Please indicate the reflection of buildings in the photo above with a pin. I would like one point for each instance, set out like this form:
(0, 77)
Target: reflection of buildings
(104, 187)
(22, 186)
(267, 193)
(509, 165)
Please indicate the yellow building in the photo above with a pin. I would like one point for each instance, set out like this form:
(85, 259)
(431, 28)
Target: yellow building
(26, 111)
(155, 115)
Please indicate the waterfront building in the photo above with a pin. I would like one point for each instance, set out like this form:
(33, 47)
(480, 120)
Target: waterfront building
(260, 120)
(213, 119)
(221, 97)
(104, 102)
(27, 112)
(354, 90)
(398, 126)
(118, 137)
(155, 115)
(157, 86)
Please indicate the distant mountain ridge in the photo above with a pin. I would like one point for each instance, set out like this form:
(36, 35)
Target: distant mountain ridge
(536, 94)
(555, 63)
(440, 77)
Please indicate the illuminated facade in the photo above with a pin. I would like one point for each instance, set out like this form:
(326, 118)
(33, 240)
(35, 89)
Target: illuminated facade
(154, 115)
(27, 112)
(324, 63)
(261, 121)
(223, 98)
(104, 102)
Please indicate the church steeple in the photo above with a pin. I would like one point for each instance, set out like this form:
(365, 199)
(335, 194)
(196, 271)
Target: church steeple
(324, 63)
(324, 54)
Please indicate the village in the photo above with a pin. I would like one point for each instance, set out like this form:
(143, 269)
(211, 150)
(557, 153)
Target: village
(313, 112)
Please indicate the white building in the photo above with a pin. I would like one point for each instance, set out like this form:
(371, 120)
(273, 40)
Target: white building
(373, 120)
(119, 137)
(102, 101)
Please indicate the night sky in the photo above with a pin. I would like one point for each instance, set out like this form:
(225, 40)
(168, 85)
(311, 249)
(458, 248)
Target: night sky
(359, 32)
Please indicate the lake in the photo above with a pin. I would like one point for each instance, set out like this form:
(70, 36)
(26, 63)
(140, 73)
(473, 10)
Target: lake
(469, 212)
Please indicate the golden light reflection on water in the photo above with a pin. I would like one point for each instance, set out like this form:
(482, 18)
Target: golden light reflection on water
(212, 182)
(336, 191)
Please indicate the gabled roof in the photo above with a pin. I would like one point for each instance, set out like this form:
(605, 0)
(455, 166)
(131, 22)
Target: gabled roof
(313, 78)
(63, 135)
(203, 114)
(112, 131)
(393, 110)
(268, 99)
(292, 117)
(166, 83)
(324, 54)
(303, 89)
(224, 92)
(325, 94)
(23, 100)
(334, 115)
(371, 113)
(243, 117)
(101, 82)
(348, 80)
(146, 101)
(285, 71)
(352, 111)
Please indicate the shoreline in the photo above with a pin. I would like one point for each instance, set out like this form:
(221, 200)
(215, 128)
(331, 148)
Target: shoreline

════════

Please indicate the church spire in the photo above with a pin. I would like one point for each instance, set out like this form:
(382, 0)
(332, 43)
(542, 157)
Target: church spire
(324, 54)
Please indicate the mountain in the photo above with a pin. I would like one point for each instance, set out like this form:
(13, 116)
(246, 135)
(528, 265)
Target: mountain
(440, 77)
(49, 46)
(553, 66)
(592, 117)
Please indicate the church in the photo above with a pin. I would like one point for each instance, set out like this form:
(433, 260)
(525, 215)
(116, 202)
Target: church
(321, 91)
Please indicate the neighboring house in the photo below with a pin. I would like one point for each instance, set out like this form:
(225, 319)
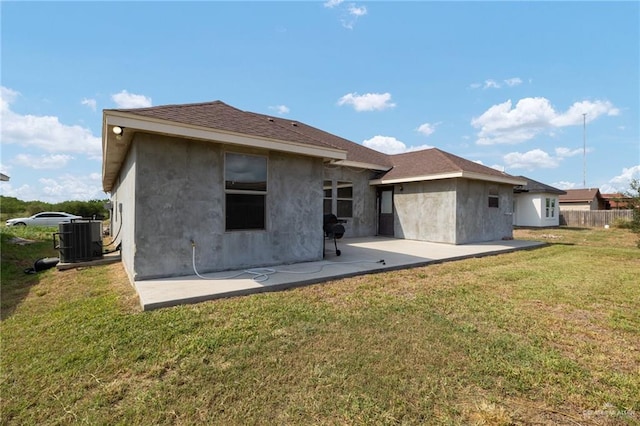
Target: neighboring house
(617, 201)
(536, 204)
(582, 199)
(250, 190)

════════

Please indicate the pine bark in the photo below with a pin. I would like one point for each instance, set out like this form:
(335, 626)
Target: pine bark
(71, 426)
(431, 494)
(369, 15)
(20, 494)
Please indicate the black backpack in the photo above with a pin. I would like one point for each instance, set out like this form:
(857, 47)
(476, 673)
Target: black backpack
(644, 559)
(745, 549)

════════

__THE PROBLEM__. Scan the records for the string "shoreline". Copy each line in which it appears.

__FINAL ANSWER__.
Please indicate the shoreline in the photo above with a pin. I would like one point for each instance, set out like this form:
Target: shoreline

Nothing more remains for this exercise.